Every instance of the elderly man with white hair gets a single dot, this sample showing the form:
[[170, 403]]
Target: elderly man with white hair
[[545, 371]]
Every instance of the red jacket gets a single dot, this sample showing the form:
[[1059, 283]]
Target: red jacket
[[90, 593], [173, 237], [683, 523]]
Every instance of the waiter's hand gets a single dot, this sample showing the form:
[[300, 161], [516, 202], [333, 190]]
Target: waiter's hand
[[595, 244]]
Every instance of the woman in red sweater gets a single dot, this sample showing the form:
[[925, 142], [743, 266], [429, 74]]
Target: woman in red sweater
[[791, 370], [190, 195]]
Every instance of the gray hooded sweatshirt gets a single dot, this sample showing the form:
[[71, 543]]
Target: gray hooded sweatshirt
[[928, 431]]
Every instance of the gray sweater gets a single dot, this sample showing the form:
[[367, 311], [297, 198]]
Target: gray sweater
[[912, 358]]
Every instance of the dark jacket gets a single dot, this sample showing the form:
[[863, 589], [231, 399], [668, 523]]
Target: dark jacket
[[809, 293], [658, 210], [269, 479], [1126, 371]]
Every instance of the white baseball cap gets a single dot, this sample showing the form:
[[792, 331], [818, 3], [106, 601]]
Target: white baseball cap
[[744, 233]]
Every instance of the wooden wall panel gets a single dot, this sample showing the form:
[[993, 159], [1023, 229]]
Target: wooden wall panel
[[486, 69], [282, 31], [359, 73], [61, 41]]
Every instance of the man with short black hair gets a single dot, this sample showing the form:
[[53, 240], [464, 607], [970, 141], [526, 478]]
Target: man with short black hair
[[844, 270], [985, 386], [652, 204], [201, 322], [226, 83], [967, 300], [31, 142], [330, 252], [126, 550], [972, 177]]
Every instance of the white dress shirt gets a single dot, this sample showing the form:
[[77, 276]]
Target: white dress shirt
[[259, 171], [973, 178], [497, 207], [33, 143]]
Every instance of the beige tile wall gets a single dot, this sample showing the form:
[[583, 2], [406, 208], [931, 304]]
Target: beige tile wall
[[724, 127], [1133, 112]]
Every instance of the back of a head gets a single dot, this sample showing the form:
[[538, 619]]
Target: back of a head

[Exercise description]:
Restate all of the entries above precisely.

[Task response]:
Every instance of the elderly man with white hair gets a single dot, this sample showing the form:
[[170, 403]]
Target: elderly man with white hair
[[545, 371]]
Every instance of the red jacket gets a single dot, this sample showing the form:
[[1059, 283]]
Target: red jacket
[[90, 593], [173, 237], [683, 523]]
Every instance of the waiter's hand gets a single dot, this sample showing the form:
[[300, 161], [516, 202], [333, 190]]
Target: waiter's hand
[[595, 244]]
Every instance of the woman in red sweater gets a single dot, this sample showing the form:
[[925, 142], [743, 266], [429, 74]]
Target: woman in red sweater
[[791, 370], [190, 195]]
Every instance of the gray hooded sweatshirt gets a single dot, this sample showing the form:
[[71, 543]]
Target: gray hooded sweatshirt
[[928, 431]]
Every instance of the gray sweater gets a single dot, this sample showing the form:
[[367, 311], [297, 198]]
Target: gray sweater
[[912, 358]]
Every instance of the dark jacket gets a single dot, this sample showing the form:
[[863, 589], [231, 399], [668, 523]]
Target: dark jacket
[[809, 293], [658, 210], [269, 479], [1126, 371]]
Every instance of the white baseball cap gets a single dot, this sample showing the form:
[[792, 331], [818, 3], [106, 601]]
Target: white baseball cap
[[744, 233]]
Every instance of the wooden wall panel gets a single dot, this sample showing the form:
[[993, 159], [1023, 229]]
Target: wooden wall panel
[[486, 69], [282, 31], [359, 73], [61, 41]]
Every instance of the man with short black hair gets a single dot, this sample showing the form:
[[53, 240], [464, 607], [970, 141], [526, 478]]
Target: man with short black hair
[[844, 270], [985, 386], [652, 204], [201, 322], [226, 83], [967, 300], [31, 142], [330, 252], [126, 550], [972, 177]]
Every instance of the white dress shirt gets a single dot, this sample showing the form:
[[77, 276]]
Target: white dress shirt
[[259, 171], [973, 178], [497, 207], [33, 143]]
Every instance of the beige tile wall gets a single dot, this sample showing the form:
[[583, 2], [406, 208], [931, 304]]
Target: beige tile wall
[[724, 127], [1133, 112]]
Every instance of the back of a head gets a single dot, this sample showing the form:
[[538, 619]]
Target: back of a head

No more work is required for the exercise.